[BEGIN Page extract]

In the example shown in FIGS. 3A-3B, the lens output surface 144o has a flat profile in the x-z cross-section. As the flat lens output surface 144o does not exhibit optical power, divergence of an angular range 135 (shown in FIG. 2) of the light transmitted there through and output to the ambient environment by the co-formed optical element 140 is determined solely by the optical power of the optical coupler 142.

FIG. 4A shows an implementation 140′ of the co-formed optical element which includes the optical coupler 142 and an implementation 144′ of the lens. The lens 144′ of the co-formed optical element 140′ includes a lens output surface 144o′ that has a curved profile in the x-z cross-section. In this example, the curved profile of the lens output surface 144o′ has positive curvature and, hence, the lens output surface 144o′ is convex. As the convex lens output surface 144o′ exhibits a finite optical power (given in terms of its curvature), the divergence of the angular range 135 of the light transmitted through the convex lens output surface 144o′ and output to the ambient environment by the co-formed optical element 140′ is determined by a combination of the optical power of the optical coupler 142 and the optical power of the convex lens output surface 144o′.

[END Page extract]
[BEGIN Stored rows]

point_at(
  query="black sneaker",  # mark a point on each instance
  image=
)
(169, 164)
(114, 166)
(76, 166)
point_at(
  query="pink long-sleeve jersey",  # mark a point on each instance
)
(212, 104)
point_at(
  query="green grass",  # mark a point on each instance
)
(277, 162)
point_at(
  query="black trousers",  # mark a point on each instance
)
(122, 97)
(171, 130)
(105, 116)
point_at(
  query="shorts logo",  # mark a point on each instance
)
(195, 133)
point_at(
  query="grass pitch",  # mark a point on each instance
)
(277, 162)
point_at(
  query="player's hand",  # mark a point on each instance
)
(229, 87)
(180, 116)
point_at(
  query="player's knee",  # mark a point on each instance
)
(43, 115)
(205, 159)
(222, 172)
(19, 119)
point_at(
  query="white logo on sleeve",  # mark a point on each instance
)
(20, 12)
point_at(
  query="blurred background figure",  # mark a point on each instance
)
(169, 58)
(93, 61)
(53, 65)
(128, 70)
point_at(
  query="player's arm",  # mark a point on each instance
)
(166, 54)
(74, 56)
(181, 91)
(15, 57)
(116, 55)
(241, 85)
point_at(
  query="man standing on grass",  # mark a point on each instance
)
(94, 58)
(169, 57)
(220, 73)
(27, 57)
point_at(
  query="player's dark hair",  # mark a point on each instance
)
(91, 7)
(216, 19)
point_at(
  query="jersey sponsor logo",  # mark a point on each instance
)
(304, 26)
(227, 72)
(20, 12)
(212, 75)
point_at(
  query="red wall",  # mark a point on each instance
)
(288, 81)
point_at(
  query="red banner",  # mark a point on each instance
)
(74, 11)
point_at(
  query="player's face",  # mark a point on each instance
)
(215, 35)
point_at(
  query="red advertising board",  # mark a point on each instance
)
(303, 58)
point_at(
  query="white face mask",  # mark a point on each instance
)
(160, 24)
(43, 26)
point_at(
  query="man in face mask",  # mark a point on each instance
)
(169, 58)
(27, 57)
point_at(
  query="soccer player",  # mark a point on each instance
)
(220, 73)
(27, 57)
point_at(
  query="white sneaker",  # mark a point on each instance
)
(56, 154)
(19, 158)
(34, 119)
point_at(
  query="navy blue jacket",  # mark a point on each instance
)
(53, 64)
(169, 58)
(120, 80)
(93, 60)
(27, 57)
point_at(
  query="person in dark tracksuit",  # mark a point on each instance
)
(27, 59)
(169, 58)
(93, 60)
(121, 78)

[END Stored rows]

Goals.
1. Condense the paragraph of the lens description that begins "In the example shown in FIGS. 3A-3B" into a shorter version that keeps its main facts.
2. Rewrite the part of the lens description that opens with the words containing "FIG. 4A shows" and closes with "output surface 144o′.", replacing "ambient environment" with "surroundings".
The material comes from a separate source.

Answers to each task.
1. In FIGS. 3A-3B, the lens output surface 144o is flat in the x-z cross-section and so has no optical power. The divergence of angular range 135 of the light output by co-formed optical element 140 therefore depends only on the optical power of optical coupler 142.

2.
FIG. 4A shows an implementation 140′ of the co-formed optical element which includes the optical coupler 142 and an implementation 144′ of the lens. The lens 144′ of the co-formed optical element 140′ includes a lens output surface 144o′ that has a curved profile in the x-z cross-section. In this example, the curved profile of the lens output surface 144o′ has positive curvature and, hence, the lens output surface 144o′ is convex. As the convex lens output surface 144o′ exhibits a finite optical power (given in terms of its curvature), the divergence of the angular range 135 of the light transmitted through the convex lens output surface 144o′ and output to the surroundings by the co-formed optical element 140′ is determined by a combination of the optical power of the optical coupler 142 and the optical power of the convex lens output surface 144o′.